## Teks Bacaan:

====

Membaca dan Mementaskan Puisi Di Tembi

Membaca dan Mementaskan Puisi Di Tembi

Bulan terlihat bundar. Langit bersih. Melihat bulan di langit, pada malam purnama, suasana terasa puitis. Jum’at (3/8) malam lalu, Sastra Bulan Purnama edisi 11 digelar di Tembi Rumah Budaya, Yogyakarta. Pada edisi ini, orang-orang teater, yang terbiasa menulis naskah, skenario sinetron, menyutradarai pementasan teater dan aktor, tampil membacakan puisi karya mereka sendiri. Artinya, dalam acara Sastra Bulan Purnama ini, orang-orang teater diminta untuk ‘menjadi penyair’, oleh karena itu mereka kita minta menulis puisi.

Meritz Hindra, seorang aktor senior, yang sejak tahun 1970-an sudah masuk di dunia teater, dan belakangan selain tampil dalam pertunjukan teater, juga ikut main di film maupun sinetron. Dia tinggalkan Yogya untuk pergi ke Jakarta, sekitar 25 tahun yang lalu. Sekarang dia kembali ke Yogya, dan masih ulang-alik ke Jakarta, karena mengerjakan job di film. Pada Sastra Bulan Purnama ini, Meritz Hindra membacakan 3 puisi karyanya. Meski tidak teateratikal, tetapi penampilan Meritz menarik laiknya seorang aktor.

Penulis naskah, sutradara dan penulis skenario, yang lama tinggal di Yogya dan sekarang kembali ke Yogya, Puntung CM Pujadi, membacakan puisinya dengan membawa sinden-sinden untuk membantu membaca. Puntung dan semua pemainnya duduk lesehan, dan mereka membacakan puisi karya Puntung seperti saling berdialog.

Membaca dan Mementaskan Puisi Di Tembi

Ana Ratri, seorang aktris, dalam membaca puisi meminta lampu ruang pertunjukkan dimatikan, dan dari luar, Ana Ratri memasuki ruang dengan membawa lilin. Ruang gelap diisi cahaya lilin. Agaknya, Ana Ratri sedang membayangkan rembulan bundar di luar, yang tidak bisa dilihat dari dalam ruang pertunjukkan.

====

## Soal Latihan:
a - Tuliskan kembali bagian teks bacaan tentang Sastra Bulan Purnama di Tembi di antara "Bulan terlihat bundar." dan "minta menulis puisi.", termasuk kedua bagian itu.
b - Jawablah pertanyaan berikut berdasarkan teks bacaan tentang Sastra Bulan Purnama di Tembi.
(i) Edisi keberapa Sastra Bulan Purnama yang digelar pada Jum'at (3/8) malam?
(ii) Berapa puisi karyanya sendiri yang dibacakan Meritz Hindra?
(iii) Apa yang dibawa Ana Ratri ketika memasuki ruang pertunjukan?

====

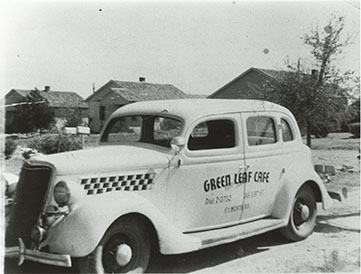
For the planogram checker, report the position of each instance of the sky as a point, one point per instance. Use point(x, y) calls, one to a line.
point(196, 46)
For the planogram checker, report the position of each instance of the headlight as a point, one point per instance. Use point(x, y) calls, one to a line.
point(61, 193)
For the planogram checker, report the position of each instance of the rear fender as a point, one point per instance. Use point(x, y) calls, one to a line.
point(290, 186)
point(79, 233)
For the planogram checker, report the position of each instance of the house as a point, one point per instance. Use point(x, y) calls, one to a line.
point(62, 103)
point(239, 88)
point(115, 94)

====

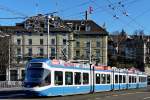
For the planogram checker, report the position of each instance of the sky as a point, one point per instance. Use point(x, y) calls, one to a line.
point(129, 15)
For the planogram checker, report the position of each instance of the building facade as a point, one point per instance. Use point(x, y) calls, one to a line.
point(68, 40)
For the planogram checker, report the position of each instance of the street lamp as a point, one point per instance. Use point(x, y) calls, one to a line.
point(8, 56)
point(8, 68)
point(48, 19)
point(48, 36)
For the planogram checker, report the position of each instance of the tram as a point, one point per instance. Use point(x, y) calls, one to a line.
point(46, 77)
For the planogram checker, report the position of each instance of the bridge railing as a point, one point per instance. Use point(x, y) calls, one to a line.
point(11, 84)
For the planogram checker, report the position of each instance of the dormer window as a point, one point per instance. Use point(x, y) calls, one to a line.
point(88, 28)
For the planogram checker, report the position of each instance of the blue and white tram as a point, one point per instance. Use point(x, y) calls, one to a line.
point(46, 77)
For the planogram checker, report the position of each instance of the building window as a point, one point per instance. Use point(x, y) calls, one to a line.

====

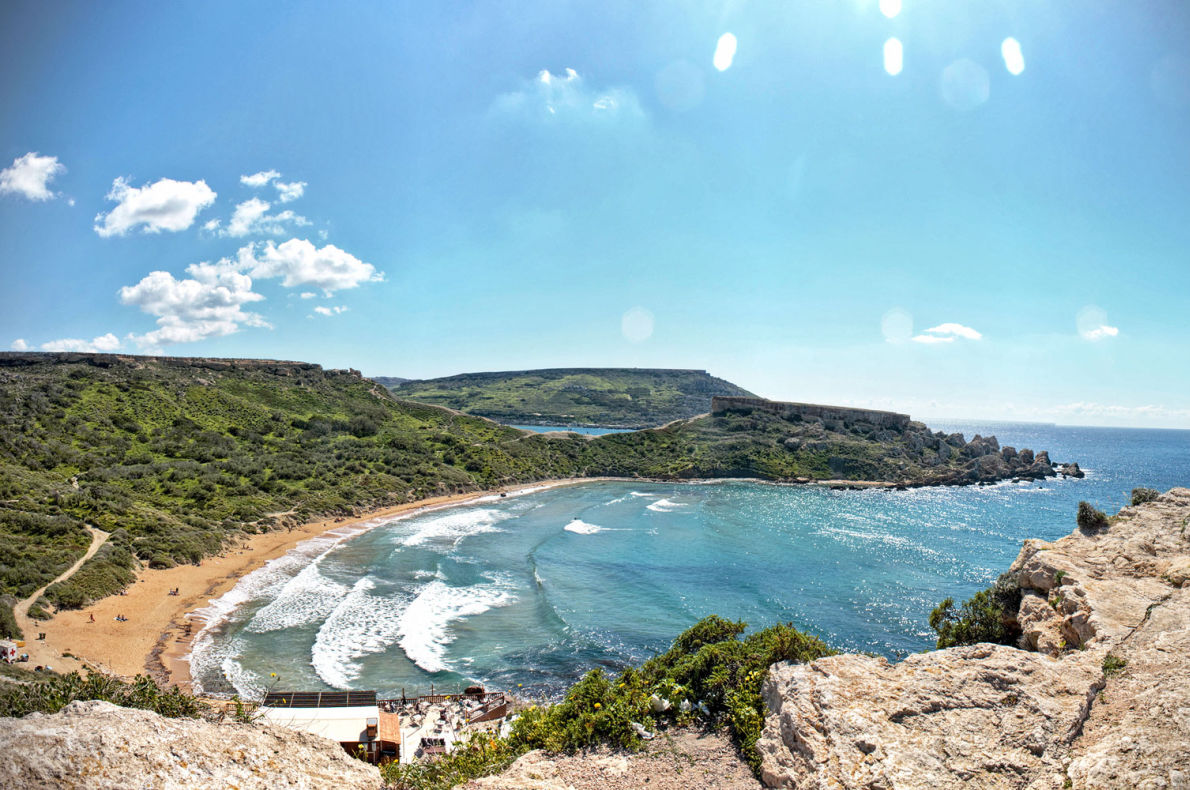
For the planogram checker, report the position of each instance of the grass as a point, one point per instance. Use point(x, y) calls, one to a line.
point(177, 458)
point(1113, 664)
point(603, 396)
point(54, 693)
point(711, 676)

====

## Jawaban yang Diharapkan:
a -
Bulan terlihat bundar. Langit bersih. Melihat bulan di langit, pada malam purnama, suasana terasa puitis. Jum’at (3/8) malam lalu, Sastra Bulan Purnama edisi 11 digelar di Tembi Rumah Budaya, Yogyakarta. Pada edisi ini, orang-orang teater, yang terbiasa menulis naskah, skenario sinetron, menyutradarai pementasan teater dan aktor, tampil membacakan puisi karya mereka sendiri. Artinya, dalam acara Sastra Bulan Purnama ini, orang-orang teater diminta untuk ‘menjadi penyair’, oleh karena itu mereka kita minta menulis puisi.

b -
(i) Edisi 11.
(ii) Tiga puisi.
(iii) Lilin.